### Written instruction
Could you collect every line in the data below that contains the word "framed" and copy each of those lines out?

**** Task material

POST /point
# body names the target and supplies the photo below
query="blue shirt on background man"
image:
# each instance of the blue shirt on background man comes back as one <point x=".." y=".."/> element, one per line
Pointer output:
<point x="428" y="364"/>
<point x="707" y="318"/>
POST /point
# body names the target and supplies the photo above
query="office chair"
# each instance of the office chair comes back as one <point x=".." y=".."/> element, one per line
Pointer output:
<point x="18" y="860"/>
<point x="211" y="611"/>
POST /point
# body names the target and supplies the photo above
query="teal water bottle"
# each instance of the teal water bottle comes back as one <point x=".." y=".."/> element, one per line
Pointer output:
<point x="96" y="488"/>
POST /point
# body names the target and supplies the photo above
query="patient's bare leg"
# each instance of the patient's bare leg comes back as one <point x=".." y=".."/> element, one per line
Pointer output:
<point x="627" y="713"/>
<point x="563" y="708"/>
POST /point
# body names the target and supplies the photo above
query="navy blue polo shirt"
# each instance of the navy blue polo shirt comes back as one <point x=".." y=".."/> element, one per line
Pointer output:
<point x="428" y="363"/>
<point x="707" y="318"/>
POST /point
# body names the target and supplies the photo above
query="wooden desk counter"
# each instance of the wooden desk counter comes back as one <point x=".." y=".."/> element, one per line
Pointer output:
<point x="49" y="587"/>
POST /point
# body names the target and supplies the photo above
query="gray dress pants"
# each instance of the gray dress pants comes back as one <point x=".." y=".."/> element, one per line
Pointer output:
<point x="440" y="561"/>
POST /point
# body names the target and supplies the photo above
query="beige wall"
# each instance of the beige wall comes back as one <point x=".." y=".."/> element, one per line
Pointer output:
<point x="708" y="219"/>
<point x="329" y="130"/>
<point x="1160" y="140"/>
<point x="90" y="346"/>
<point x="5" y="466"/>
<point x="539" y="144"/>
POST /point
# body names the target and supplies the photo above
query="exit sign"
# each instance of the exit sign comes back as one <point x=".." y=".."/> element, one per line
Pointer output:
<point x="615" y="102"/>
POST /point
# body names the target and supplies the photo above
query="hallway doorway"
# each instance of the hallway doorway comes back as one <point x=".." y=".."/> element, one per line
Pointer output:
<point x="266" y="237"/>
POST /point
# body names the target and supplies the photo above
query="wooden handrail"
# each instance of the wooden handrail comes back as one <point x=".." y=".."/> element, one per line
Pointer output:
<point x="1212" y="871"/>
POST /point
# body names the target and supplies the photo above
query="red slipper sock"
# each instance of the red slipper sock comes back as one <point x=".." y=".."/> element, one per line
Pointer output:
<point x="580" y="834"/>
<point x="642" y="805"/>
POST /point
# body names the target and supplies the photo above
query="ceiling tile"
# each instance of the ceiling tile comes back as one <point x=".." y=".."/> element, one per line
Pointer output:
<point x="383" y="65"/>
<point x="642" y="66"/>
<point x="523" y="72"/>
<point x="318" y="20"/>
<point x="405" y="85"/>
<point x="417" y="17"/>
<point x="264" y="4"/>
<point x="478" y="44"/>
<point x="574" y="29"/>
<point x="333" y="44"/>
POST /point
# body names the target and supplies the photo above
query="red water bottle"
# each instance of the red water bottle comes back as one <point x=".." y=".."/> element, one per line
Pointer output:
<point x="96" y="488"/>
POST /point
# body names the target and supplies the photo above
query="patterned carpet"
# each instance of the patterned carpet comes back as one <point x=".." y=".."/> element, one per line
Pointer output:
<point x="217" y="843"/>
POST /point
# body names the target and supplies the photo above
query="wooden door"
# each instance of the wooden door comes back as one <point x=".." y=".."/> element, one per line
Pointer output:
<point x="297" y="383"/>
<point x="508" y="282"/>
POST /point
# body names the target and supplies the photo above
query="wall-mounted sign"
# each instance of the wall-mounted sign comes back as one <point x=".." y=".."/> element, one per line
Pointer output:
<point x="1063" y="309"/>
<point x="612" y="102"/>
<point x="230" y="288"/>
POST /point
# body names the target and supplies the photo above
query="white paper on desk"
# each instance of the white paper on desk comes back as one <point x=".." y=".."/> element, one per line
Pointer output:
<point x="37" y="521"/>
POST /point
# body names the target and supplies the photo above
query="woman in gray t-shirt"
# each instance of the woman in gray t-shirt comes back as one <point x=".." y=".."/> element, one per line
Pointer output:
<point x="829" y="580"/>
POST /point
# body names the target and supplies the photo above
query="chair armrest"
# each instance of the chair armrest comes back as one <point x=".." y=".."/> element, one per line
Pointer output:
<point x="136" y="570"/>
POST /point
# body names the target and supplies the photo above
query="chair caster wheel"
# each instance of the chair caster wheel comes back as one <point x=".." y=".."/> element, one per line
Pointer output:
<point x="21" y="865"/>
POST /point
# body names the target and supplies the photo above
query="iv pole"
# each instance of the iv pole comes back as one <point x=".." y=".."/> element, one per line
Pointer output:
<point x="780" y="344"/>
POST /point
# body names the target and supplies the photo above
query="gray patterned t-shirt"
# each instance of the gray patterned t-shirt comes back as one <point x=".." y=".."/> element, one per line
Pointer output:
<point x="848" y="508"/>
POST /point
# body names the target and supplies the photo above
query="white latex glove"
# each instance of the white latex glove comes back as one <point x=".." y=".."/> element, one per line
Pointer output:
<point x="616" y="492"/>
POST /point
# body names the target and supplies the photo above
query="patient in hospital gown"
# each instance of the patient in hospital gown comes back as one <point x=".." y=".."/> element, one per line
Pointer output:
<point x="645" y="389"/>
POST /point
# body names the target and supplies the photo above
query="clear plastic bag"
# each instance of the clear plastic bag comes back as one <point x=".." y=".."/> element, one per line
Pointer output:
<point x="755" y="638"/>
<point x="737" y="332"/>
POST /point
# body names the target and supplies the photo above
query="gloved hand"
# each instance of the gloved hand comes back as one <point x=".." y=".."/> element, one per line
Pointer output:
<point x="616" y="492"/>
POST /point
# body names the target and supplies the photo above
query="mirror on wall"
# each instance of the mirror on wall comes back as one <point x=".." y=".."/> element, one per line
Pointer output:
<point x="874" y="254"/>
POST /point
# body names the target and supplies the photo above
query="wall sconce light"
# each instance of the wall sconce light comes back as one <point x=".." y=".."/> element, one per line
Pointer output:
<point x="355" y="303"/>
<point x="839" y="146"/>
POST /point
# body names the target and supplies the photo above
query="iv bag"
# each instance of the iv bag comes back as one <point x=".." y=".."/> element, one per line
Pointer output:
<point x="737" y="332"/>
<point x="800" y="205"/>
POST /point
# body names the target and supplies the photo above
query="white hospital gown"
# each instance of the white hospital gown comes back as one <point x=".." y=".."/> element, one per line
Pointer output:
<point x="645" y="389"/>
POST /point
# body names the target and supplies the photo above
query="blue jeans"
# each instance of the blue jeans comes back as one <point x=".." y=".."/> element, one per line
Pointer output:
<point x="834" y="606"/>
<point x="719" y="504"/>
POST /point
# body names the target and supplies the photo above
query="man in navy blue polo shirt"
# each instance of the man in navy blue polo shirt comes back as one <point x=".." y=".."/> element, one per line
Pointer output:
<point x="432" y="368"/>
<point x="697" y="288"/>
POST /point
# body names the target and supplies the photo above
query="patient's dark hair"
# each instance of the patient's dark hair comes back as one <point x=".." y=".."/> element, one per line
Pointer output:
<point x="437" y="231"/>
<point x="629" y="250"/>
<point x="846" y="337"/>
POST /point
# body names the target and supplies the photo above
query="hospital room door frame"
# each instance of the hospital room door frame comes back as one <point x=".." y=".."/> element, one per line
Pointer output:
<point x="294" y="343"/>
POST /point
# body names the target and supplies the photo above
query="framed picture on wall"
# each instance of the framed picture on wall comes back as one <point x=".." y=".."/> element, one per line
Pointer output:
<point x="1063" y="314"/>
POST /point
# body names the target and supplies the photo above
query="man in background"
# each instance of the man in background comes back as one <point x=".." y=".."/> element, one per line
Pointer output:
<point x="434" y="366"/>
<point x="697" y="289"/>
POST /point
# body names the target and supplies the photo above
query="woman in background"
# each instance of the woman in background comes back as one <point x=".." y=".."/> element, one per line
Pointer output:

********

### Result for this exercise
query="framed picture on wall"
# each instance of the framed picture on wall comes back as one <point x=".." y=".."/> element, one per line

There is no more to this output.